== TESTO FORNITO

«Mi sono sposata quattro volte solo per compiacere gli uomini»

«Mi sono sposata quattro volte solo per compiacere gli uomini»

RomaOffre il Chinotto Don Abbondio, il suo preferito. Bottiglia vintage. «Me li faccio spedire da Milano, ma mi fanno penare». Patty Pravo, Nicoletta, in origine Nicola, in ogni caso «la Strambelli», come si chiama lei, si siede su uno dei divani bianchi di casa sua, a due passi dal Quirinale. In terrazza, il regno delle sue piante («hanno un nome, parlo sempre con loro») fa un caldo impossibile. «Non ci sono neanche i miei corvi e i miei gabbiani, aspettano il tramonto». Il chinotto e i 3 cellulari («due sono taroccati: più facili da usare») sono gli unici accessori: per il resto Patty Pravo, icona sofisticata, indossa magliettina bianca, jeans a sigaretta neri, All Star color panna ai piedi. «Faccio qualche gorgheggio, al registratore?».
Perché no? Allora non è vero che non si allena mai...
«È vero. Non mi viene».
Mai mai?
«Amo bagni e scale, hanno un’acustica meravigliosa. Per esempio il bagno giallo del mio truccatore è perfetto: mi siedo lì e gorgheggio per ore».
Lì dove, esattamente?
«Be’, sul water, o magari nella vasca. E poi ho fatto un’eccezione per Memè, il mio gatto: quand’era piccolo gli cantavo le ninne nanne. Arie del ’700-800, splendide».
Allora, partiamo dall’inizio. Lei è nata nell’aprile del ’48: un anno, un destino...
«Bellissimo. Non a caso si dice: è successo un quarantotto».
Ed è cresciuta coi nonni, a Venezia. Come mai?
«C’erano dei problemi familiari. Vedevo il papà più spesso, la mamma un po’ meno».
Ora però vi siete riconciliate?

====
== RIGHE DEL DATASET

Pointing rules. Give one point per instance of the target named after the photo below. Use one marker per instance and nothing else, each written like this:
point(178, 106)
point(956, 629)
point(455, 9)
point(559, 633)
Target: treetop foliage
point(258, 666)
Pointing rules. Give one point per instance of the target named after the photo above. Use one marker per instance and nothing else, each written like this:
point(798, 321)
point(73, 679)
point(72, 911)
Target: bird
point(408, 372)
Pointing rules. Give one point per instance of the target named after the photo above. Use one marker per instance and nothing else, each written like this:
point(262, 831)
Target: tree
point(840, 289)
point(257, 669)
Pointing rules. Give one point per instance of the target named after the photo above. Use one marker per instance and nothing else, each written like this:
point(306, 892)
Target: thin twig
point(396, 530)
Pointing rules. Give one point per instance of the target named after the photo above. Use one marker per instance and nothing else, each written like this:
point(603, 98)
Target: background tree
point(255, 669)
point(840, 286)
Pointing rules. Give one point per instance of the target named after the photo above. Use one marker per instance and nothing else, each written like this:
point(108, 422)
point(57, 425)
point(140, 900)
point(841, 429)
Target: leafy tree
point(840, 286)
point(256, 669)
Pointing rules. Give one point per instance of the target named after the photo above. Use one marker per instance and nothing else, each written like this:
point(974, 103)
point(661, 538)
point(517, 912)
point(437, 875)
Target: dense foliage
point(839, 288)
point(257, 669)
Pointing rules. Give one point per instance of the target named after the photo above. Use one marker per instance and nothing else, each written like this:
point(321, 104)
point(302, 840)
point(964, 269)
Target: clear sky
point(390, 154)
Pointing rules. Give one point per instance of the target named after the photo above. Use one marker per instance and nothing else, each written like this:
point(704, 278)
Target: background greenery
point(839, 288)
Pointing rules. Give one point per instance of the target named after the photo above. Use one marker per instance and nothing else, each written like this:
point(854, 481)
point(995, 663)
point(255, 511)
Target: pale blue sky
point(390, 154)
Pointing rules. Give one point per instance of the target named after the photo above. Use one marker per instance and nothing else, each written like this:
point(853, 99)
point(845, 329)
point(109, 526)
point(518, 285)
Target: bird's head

====

COMPLETA QUANTO SEGUE:
1. Trascrivi per favore il tratto dell'intervista a Patty Pravo che va da "Allora, partiamo dall’inizio." fino a "vi siete riconciliate?".
2. Secondo l'intervista a Patty Pravo, come si chiama il suo gatto?
Le voci sono materiale a sé, separato dall'intervista.

RISPOSTE AI COMPITI:
1.
Allora, partiamo dall’inizio. Lei è nata nell’aprile del ’48: un anno, un destino...
«Bellissimo. Non a caso si dice: è successo un quarantotto».
Ed è cresciuta coi nonni, a Venezia. Come mai?
«C’erano dei problemi familiari. Vedevo il papà più spesso, la mamma un po’ meno».
Ora però vi siete riconciliate?

2. Memè.